UWA logo

 
Computer Science
4th Year Projects in 2004

2009-2011 Projects   2008 Projects   2007 Projects   2006 Projects   2005 Projects   2003 Projects  
My past supervised projects  

Undergraduate Scholarships

Want some extra money to fund your studies this year? Apply for a Scholarship! Visit the Scholarships web page for undergraduates and the Scholarships web page for Honours for detail.



Welcome to the 4th year Project Page of Associate Professor Du Huynh!

I have more than 20 years of research experience in computer vision. My research areas include shape from motion, 3D shape reconstruction, visual tracking, video and image analysis.

A few projects in computer vision are offered this year.  Some of of them may be jointly supervised with staff members of the School.  If you have in mind a computer vision research topic that is not listed below, I would be interested to hear from you.  Please note that I can only supervise up to 3 projects in any one year.

With appropriate adjustment, any of the projects below could be suitable for a BE(SE) final year project (12 points), an Honours Research Project (24 points), or a MSc project (24 points).

———

Objective
Duplicate the part of the projects page starting with "2009-2011 Projects   2008" and going on through "Honours for detail.".

Records provided
———

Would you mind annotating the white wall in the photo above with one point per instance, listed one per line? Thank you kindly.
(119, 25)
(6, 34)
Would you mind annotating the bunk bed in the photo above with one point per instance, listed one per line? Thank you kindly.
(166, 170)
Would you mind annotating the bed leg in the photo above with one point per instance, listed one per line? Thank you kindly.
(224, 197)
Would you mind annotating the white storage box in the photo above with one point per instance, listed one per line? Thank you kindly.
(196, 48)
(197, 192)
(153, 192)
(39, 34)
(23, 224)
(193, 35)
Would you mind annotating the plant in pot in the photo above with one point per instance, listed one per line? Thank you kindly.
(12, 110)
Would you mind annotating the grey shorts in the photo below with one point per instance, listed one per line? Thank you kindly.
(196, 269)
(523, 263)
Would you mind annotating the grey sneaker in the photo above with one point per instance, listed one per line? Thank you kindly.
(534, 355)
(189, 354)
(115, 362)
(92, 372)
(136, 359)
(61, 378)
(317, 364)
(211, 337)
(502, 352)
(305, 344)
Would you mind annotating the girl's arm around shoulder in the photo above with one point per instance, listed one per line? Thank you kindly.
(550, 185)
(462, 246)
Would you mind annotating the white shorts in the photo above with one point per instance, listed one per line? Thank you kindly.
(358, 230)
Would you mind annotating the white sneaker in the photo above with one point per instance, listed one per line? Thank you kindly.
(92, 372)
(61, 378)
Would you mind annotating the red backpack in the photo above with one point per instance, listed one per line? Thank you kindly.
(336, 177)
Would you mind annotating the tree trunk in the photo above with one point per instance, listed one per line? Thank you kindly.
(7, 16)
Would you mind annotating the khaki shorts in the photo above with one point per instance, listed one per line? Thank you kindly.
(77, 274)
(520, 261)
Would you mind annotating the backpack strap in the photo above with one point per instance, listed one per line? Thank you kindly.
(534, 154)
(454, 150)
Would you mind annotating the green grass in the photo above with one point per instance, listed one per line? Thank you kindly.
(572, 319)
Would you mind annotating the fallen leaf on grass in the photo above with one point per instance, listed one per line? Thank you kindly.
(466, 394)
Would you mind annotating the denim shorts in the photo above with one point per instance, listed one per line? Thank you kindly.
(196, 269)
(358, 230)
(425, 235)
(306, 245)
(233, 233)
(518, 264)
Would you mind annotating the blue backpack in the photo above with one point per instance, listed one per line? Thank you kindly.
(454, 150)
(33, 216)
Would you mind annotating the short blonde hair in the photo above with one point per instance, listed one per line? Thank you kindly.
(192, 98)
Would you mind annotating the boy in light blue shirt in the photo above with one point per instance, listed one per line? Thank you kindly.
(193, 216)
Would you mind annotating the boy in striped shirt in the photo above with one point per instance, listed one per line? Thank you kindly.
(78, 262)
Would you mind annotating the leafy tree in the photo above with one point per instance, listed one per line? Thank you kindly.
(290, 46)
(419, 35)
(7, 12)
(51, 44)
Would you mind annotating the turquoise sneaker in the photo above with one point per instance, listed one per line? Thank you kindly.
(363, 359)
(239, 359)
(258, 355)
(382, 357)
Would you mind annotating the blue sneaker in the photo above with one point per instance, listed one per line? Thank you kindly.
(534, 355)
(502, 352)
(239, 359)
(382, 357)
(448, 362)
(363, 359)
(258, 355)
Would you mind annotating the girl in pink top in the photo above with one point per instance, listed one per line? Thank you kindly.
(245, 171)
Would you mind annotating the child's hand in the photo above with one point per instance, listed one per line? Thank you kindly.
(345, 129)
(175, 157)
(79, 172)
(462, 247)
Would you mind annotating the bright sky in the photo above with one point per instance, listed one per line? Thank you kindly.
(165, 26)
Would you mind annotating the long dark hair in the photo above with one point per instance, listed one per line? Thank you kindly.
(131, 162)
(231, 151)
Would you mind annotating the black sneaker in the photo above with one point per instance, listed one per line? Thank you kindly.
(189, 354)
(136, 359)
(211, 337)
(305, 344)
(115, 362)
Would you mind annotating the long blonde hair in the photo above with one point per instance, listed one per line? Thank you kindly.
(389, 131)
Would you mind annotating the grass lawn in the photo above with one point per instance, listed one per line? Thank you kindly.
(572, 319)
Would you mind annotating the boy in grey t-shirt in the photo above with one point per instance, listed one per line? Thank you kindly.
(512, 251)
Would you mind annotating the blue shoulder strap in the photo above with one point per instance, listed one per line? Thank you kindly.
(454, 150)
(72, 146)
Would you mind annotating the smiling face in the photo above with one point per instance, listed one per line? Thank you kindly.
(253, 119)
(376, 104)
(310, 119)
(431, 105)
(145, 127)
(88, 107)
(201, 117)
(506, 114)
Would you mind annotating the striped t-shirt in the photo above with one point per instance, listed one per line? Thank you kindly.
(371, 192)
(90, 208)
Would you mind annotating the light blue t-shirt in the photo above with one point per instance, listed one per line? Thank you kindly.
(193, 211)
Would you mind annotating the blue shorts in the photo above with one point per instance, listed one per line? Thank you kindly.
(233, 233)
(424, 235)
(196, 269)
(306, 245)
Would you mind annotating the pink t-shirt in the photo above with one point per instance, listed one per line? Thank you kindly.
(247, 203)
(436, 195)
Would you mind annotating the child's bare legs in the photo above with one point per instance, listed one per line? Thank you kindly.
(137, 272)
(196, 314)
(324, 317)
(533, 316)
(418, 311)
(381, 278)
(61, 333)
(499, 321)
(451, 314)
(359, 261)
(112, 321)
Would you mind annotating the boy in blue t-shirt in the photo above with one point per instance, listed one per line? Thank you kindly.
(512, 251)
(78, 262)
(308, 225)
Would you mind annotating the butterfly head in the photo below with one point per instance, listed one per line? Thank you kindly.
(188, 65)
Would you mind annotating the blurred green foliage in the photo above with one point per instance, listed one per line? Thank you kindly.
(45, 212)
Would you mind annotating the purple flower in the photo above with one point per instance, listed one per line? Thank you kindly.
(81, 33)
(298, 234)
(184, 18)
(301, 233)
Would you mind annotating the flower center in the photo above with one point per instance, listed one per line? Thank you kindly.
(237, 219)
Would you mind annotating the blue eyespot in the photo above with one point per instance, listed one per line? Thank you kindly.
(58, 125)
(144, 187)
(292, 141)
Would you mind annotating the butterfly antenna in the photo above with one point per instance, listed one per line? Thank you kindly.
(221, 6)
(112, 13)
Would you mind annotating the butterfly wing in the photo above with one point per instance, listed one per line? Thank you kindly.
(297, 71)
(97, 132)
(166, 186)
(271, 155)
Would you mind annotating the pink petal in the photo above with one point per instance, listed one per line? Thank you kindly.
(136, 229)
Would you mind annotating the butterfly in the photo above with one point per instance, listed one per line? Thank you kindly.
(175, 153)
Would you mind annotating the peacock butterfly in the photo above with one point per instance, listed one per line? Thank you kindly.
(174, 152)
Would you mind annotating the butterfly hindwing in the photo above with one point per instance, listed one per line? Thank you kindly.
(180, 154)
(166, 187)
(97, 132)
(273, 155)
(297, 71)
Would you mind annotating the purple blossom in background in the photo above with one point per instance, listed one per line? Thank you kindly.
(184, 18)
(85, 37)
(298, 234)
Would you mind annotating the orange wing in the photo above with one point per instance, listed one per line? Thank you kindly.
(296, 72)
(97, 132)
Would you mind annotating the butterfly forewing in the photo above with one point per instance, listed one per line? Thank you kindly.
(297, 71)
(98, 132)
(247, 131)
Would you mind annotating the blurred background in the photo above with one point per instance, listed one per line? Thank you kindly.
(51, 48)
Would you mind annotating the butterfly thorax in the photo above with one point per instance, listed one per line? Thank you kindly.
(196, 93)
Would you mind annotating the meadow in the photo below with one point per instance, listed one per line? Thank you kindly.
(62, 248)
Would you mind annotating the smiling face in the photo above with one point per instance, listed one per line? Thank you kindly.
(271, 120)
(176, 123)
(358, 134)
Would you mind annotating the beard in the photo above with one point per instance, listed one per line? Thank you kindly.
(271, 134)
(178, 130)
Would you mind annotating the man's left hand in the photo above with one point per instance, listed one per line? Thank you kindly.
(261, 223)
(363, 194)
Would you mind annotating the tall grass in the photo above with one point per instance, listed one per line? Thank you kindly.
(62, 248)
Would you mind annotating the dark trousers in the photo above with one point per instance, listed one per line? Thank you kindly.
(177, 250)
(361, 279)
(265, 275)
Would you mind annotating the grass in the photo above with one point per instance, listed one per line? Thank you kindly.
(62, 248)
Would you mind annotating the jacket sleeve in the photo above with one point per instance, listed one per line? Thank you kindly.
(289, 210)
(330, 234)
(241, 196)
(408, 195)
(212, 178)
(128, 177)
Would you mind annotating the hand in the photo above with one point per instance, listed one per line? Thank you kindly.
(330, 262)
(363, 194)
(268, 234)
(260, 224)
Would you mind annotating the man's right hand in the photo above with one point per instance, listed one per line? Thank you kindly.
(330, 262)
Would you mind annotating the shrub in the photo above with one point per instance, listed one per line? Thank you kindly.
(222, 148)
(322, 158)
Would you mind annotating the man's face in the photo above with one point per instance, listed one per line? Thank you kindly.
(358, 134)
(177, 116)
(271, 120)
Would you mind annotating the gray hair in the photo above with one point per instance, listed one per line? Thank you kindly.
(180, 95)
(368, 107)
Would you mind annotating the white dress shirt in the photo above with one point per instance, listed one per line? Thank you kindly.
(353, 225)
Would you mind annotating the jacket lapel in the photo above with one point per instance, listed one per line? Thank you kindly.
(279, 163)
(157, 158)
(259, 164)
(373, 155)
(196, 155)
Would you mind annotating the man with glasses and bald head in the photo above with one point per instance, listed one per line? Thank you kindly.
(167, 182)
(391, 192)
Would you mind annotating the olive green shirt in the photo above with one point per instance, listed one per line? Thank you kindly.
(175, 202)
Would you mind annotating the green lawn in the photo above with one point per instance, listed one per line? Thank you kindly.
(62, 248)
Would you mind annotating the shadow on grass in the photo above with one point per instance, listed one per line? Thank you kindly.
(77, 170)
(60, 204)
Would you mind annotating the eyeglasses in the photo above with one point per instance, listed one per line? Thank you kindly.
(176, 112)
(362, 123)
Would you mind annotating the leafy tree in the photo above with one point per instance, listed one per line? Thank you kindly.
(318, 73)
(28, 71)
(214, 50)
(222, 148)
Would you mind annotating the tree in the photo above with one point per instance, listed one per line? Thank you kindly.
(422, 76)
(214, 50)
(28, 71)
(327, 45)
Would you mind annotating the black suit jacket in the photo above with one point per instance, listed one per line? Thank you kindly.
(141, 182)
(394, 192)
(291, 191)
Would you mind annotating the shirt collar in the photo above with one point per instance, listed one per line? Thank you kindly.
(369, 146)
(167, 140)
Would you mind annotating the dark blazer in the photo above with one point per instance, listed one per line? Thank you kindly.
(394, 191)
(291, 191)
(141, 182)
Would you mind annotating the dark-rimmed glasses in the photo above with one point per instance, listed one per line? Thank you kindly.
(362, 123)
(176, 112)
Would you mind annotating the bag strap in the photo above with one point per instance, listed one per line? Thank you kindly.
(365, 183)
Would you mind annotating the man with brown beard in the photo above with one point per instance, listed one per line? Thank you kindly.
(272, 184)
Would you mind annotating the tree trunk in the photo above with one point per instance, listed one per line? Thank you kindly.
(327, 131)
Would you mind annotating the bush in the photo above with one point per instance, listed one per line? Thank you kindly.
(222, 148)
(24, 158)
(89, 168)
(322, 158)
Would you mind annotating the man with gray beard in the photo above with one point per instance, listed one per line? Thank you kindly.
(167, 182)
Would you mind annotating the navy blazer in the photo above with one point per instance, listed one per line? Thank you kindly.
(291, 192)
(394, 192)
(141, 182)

———

Solution for this task
2009-2011 Projects   2008 Projects   2007 Projects   2006 Projects   2005 Projects   2003 Projects  
My past supervised projects  

Undergraduate Scholarships

Want some extra money to fund your studies this year? Apply for a Scholarship! Visit the Scholarships web page for undergraduates and the Scholarships web page for Honours for detail.